[Top][All Lists]
[Date Prev][Date Next][Thread Prev][Thread Next][Date Index][Thread Index]
Re: [Help-glpk] Optimization and Multicore GLPK
From: |
Reginald Beardsley |
Subject: |
Re: [Help-glpk] Optimization and Multicore GLPK |
Date: |
Sat, 29 Dec 2012 07:27:47 -0800 (PST) |
I'd suggest just "Performance Profiling and Optimization" as a title for the
wiki chapter. Profiling is needed just for intelligently setting flags with
modern compilers and constantly shifting machine architectures.
I've had time to digest the papers, reread parts of Maros and look at GLPK and
my own problem.
A few comments:
Maros is very good. In particular, I'd like to direct attention to his
discussion of sparse arithmetic operations. What he suggests is dead simple to
implement and something I'd not seen before. For typical sparse problems it's
a big speedup. Much of his discussion about parallel computing is of little
interest to me, but for someone without a lot of prior background in parallel
computing it would be very beneficial even if a bit dated (ca. 2001)
All the papers address a point in time when shared memory multiprocessors were
being eclipsed by non-uniform access memory (NUMA) distributed machines. For
many reasons, most performance gains must be with NUMA machines. I suggest
"Computer Architecture: A Quantitative Approach" by Hennessy and Patterson to
any who are interested with the caveat that you'll need to know or learn a lot
about hardware to benefit. I plan to order the 5th edition. I read the first
3 when they came out, but missed the 4th. It's a constantly moving target.

_Material provided_

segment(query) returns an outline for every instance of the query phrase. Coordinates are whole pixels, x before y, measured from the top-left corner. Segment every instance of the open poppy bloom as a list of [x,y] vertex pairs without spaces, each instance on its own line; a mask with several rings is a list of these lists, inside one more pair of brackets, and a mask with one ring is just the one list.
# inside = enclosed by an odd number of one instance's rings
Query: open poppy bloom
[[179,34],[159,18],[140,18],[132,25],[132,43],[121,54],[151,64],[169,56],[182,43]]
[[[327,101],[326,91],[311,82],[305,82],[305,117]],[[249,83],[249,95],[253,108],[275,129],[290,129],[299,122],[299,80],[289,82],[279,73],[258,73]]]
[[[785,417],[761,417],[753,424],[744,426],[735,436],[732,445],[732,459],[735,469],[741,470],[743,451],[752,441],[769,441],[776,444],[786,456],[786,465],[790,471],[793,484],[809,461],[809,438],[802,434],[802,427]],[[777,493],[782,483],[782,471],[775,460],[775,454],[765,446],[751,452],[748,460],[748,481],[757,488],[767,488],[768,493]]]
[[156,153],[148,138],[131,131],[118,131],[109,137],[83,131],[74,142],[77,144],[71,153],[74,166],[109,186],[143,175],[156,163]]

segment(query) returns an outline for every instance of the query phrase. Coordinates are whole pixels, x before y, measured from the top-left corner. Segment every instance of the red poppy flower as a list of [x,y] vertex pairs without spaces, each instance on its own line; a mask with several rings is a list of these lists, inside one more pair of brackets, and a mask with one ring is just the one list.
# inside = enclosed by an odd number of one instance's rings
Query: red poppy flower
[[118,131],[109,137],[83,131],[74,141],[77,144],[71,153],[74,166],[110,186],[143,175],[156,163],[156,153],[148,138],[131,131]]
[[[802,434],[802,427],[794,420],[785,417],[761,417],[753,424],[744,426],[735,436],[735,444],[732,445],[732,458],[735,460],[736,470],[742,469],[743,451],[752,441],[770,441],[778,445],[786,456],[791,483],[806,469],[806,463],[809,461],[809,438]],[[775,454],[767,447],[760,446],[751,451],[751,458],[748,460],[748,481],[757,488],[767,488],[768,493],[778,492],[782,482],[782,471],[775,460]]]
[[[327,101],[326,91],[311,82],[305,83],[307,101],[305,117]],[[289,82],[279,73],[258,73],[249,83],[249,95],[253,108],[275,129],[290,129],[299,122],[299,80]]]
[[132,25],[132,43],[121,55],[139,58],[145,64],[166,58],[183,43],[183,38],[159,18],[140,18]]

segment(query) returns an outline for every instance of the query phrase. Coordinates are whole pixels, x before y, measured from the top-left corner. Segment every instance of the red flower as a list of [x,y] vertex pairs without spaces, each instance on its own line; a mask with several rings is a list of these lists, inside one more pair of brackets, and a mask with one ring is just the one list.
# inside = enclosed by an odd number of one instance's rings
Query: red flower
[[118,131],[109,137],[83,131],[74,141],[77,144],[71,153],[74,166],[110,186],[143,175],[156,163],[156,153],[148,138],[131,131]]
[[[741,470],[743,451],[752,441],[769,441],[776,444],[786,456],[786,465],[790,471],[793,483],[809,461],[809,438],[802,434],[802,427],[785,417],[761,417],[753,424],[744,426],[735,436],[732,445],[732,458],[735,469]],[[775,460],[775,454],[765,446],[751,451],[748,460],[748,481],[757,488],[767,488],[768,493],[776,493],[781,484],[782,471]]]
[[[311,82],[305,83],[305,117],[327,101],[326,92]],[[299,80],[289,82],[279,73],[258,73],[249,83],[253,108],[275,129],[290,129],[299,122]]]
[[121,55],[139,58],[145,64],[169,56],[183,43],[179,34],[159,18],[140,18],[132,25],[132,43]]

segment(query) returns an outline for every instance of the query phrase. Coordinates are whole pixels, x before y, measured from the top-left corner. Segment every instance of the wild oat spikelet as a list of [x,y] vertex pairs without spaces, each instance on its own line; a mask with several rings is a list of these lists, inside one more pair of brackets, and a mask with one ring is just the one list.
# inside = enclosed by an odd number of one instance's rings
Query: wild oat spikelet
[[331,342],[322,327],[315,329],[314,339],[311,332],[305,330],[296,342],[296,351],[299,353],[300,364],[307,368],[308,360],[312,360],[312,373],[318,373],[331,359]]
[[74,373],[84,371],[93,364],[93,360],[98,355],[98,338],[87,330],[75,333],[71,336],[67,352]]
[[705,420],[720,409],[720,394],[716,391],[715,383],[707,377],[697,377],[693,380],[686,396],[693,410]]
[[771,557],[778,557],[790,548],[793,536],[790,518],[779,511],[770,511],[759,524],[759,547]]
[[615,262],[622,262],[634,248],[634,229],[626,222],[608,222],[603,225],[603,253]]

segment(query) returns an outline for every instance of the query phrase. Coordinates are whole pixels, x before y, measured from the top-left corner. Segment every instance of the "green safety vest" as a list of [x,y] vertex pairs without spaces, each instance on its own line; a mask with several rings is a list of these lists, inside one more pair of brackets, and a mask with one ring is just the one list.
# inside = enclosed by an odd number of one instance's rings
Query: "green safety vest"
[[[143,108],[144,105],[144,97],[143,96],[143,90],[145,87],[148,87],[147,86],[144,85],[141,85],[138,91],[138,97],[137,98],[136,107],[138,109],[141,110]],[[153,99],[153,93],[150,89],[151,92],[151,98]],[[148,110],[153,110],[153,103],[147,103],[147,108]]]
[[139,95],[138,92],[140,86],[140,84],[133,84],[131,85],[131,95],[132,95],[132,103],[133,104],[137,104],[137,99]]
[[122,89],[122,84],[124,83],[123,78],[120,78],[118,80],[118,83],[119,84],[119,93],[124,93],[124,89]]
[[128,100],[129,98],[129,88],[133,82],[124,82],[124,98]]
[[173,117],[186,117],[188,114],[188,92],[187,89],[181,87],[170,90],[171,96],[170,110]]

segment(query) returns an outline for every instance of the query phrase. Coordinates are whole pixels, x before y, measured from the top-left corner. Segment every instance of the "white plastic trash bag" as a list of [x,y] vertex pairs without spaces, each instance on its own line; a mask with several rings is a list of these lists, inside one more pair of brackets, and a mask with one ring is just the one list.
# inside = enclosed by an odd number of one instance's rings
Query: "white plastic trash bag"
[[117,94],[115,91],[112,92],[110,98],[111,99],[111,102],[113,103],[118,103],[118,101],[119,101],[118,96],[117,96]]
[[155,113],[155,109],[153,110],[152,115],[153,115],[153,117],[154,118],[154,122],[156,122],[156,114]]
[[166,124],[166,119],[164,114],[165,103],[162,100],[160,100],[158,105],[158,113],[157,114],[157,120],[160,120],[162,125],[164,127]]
* * *
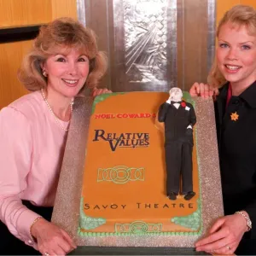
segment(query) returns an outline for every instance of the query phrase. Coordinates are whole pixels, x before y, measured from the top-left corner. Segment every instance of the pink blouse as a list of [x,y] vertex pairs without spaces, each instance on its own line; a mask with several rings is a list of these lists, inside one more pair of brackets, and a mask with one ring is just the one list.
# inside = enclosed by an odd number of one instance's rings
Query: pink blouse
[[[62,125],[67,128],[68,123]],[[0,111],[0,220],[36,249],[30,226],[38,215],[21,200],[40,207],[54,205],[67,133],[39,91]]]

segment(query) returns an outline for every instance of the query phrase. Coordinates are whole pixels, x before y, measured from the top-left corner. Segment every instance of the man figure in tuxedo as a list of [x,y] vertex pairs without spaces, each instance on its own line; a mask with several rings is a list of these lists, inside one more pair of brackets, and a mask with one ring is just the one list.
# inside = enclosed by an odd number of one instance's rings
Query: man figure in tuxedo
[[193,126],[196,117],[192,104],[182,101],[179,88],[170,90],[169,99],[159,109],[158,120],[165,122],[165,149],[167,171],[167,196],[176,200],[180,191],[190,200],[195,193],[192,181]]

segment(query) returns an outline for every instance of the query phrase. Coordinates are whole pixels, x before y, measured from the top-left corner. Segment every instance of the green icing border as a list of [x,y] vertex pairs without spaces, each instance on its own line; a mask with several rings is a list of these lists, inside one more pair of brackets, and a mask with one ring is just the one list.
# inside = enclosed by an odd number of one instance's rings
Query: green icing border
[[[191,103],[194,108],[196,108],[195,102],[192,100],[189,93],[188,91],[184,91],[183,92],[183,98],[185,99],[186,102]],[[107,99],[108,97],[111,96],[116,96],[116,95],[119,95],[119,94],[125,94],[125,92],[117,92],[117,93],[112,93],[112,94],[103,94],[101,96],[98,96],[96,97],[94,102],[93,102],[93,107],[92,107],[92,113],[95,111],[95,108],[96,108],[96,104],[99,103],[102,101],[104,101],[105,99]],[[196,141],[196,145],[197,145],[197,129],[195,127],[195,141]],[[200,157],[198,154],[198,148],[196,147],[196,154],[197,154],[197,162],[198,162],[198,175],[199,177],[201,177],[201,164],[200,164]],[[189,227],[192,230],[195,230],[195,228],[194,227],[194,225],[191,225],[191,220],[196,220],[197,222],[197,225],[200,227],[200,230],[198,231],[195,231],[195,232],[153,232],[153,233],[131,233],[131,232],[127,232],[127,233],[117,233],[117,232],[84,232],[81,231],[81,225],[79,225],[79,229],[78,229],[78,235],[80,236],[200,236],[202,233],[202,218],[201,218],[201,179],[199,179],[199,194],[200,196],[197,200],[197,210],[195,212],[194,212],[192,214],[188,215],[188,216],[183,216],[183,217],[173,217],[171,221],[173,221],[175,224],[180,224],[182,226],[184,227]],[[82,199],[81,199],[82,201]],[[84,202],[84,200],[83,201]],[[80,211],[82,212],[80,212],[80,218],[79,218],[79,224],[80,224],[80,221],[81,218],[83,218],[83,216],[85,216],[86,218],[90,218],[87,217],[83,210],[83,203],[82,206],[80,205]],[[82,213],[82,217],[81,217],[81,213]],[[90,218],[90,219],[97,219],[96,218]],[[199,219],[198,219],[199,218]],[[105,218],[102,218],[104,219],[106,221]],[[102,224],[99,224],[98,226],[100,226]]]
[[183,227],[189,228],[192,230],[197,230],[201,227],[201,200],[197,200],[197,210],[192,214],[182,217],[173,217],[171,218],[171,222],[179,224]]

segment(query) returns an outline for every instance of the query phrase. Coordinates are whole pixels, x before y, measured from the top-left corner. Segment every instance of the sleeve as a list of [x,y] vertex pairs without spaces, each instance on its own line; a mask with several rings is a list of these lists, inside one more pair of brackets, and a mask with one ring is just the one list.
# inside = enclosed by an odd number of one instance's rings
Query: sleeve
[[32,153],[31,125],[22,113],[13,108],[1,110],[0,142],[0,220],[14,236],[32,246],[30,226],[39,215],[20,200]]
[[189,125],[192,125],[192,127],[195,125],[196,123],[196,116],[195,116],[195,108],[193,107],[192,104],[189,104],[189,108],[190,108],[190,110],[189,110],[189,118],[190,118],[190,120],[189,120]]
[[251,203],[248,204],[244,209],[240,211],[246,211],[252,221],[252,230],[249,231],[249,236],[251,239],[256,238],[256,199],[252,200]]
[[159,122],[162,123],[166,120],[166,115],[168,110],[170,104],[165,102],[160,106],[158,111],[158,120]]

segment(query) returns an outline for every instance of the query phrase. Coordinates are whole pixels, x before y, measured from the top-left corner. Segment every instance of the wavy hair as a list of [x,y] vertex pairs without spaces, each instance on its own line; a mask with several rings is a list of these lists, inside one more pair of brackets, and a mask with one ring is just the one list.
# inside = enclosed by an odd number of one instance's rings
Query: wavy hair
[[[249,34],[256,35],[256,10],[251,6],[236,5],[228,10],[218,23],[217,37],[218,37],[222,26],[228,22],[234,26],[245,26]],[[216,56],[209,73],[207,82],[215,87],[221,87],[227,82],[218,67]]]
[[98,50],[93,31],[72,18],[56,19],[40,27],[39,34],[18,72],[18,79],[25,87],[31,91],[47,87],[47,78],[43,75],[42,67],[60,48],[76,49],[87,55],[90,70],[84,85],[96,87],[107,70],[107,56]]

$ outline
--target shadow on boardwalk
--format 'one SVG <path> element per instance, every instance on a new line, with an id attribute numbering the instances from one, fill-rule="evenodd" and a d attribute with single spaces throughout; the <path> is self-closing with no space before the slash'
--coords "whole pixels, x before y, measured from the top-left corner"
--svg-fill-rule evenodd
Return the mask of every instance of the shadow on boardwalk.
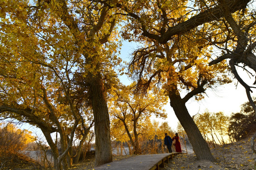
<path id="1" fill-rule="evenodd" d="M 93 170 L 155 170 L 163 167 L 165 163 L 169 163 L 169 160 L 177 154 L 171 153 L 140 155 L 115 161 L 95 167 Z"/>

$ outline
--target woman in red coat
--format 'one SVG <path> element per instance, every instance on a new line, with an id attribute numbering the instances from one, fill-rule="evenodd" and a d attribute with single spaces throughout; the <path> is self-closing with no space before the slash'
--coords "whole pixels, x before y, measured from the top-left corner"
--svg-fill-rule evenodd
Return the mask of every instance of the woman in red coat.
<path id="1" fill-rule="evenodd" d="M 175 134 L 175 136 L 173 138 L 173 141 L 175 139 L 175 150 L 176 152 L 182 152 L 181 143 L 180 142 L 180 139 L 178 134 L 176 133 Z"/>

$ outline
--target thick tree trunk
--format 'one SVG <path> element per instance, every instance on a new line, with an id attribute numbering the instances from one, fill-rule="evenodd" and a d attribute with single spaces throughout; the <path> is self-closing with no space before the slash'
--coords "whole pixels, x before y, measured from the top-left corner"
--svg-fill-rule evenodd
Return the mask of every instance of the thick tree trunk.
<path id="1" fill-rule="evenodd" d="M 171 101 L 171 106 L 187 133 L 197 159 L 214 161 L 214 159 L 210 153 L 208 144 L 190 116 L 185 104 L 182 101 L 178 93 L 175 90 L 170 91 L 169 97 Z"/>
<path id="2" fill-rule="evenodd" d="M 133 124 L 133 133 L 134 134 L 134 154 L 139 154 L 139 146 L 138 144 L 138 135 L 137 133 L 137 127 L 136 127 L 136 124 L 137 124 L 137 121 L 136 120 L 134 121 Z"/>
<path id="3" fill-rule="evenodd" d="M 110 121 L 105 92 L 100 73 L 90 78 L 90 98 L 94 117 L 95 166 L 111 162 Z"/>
--
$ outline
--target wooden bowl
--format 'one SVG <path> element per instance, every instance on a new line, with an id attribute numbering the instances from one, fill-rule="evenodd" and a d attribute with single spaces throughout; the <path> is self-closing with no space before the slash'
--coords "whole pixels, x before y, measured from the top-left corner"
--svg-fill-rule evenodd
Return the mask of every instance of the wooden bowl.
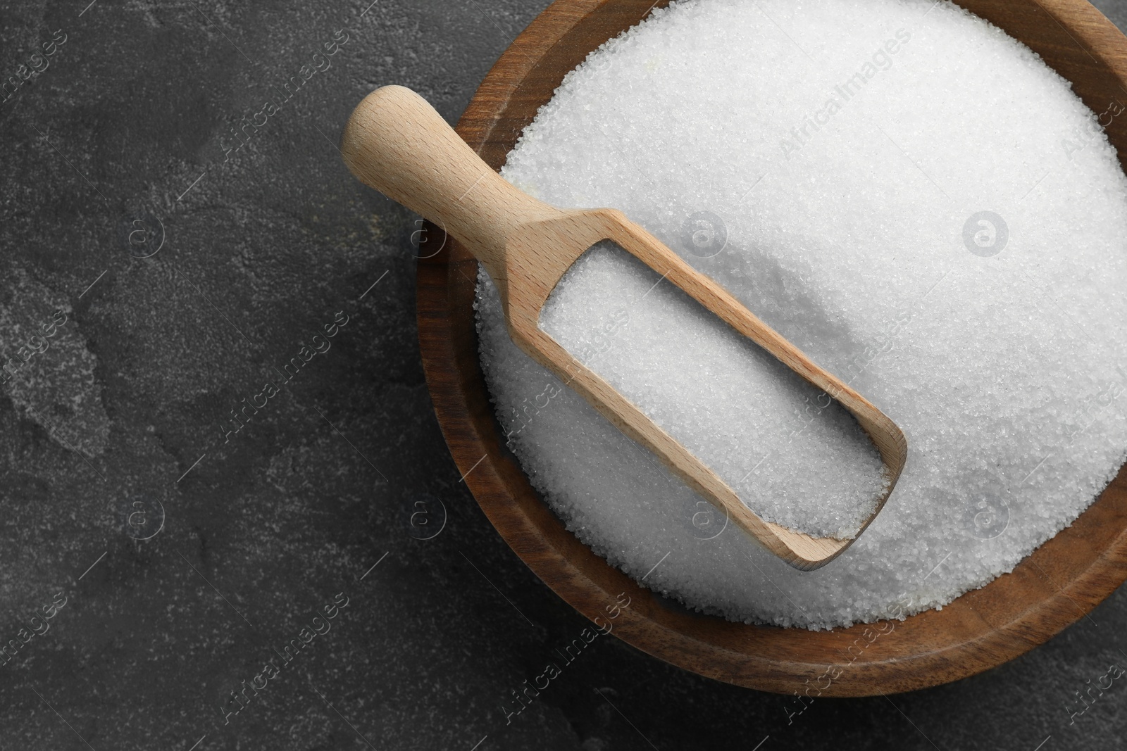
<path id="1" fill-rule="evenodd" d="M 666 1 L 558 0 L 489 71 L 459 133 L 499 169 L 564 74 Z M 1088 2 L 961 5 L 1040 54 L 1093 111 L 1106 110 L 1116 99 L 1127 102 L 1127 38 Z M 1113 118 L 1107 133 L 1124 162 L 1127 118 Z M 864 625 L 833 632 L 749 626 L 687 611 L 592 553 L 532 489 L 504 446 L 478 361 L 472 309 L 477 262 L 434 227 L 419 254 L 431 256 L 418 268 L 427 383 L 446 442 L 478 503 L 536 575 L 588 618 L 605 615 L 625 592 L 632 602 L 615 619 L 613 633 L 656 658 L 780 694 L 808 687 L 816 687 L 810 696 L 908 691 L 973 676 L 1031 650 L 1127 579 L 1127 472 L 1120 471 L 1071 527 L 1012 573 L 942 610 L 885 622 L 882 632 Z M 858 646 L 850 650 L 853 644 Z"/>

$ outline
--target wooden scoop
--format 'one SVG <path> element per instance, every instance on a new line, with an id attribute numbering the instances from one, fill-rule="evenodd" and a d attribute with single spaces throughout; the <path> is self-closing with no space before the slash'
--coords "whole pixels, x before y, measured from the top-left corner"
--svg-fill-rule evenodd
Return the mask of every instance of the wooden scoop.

_Your tasks_
- A) Answer these questions from the GLPK post:
(i) What title does the writer suggest for the wiki chapter?
(ii) Which part of Maros's discussion does the writer want to draw attention to?
(iii) Which edition of the Hennessy and Patterson book does the writer plan to order?
- B) Please reproduce the GLPK post word for word from "I've had time" to "dated (ca. 2001)".

_Expected outputs_
- A)
(i) "Performance Profiling and Optimization"
(ii) His discussion of sparse arithmetic operations
(iii) The 5th edition

- B)
I've had time to digest the papers, reread parts of Maros and look at GLPK and
my own problem.
A few comments:
Maros is very good. In particular, I'd like to direct attention to his
discussion of sparse arithmetic operations. What he suggests is dead simple to
implement and something I'd not seen before. For typical sparse problems it's
a big speedup. Much of his discussion about parallel computing is of little
interest to me, but for someone without a lot of prior background in parallel
computing it would be very beneficial even if a bit dated (ca. 2001)